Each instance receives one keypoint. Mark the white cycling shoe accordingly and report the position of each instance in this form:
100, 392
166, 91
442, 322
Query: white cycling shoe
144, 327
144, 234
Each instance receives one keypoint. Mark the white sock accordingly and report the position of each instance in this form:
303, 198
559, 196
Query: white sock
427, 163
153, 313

--

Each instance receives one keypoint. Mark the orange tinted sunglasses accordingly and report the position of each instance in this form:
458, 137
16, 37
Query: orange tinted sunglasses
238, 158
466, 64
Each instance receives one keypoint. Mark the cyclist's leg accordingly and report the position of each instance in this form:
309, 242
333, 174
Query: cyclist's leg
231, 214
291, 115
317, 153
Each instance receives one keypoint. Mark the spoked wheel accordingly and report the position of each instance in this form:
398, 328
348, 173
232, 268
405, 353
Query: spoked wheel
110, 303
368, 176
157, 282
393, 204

---

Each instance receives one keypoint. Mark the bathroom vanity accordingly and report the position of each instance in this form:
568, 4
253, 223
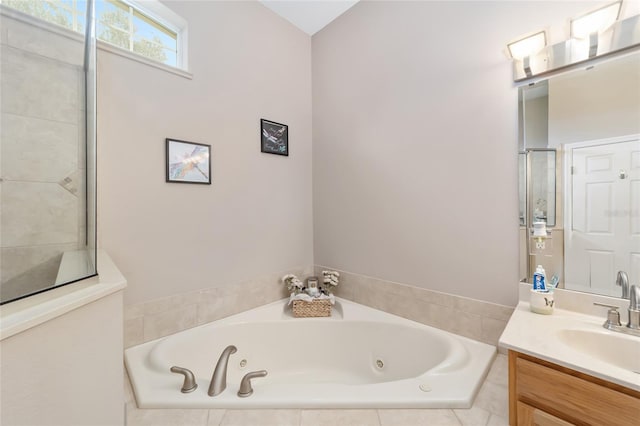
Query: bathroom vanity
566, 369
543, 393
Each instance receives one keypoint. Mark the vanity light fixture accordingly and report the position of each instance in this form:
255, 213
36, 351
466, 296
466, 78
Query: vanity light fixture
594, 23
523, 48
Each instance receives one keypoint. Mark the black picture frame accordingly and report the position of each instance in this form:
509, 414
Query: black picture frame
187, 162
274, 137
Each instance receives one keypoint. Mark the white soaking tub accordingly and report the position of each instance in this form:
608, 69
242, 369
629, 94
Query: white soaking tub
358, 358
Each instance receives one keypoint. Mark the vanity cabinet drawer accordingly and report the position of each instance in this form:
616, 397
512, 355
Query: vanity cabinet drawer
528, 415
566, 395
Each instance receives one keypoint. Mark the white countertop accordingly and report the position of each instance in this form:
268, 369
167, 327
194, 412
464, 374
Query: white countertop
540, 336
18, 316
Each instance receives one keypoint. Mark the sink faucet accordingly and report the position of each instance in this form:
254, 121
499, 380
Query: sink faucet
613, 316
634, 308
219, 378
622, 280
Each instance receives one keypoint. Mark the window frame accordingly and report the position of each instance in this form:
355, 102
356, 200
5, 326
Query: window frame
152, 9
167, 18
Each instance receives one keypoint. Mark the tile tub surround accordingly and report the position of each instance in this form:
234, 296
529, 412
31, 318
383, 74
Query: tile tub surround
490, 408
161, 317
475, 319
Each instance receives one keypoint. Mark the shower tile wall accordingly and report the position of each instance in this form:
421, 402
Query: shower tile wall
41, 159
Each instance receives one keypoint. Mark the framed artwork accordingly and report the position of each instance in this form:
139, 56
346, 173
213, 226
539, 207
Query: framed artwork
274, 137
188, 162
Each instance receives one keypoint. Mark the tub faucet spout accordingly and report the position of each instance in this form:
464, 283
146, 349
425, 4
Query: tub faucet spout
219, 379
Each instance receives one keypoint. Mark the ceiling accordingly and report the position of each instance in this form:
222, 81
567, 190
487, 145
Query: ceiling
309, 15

[WHAT IS EXPECTED]
When you reach the line in the material above that holds "Query: white countertop", begin reproducing lines exactly, and stop after the line that holds "Each instance receives one keypoint. Mark the framed".

[RESPONSE TO THIS TASK]
Query: white countertop
540, 336
18, 316
Each instance receives one keypoint. Mark the sink faucet accordingly and report the position of each instance in this form:
254, 121
499, 380
Query: sink faucet
613, 316
634, 308
219, 378
622, 280
Each instance receives one keypoint. Mark the window frame accordingly and report the position of each instance in this form:
355, 102
356, 200
5, 326
Query: window frame
152, 9
167, 18
Each instance receives one keypoint. Mark the tile tub surround accordingly and report the position of each instance in this form:
234, 296
529, 412
31, 318
383, 74
Query: tile tub surround
490, 408
161, 317
475, 319
Each instance receives one keypoint. Mark the shower tile wall accordingly and report the position of each instance in this form:
421, 402
Query: shower tile wall
41, 159
Each instance receives one keypoint. Mark the framed artwork accordingly and report the position of each instance in this form:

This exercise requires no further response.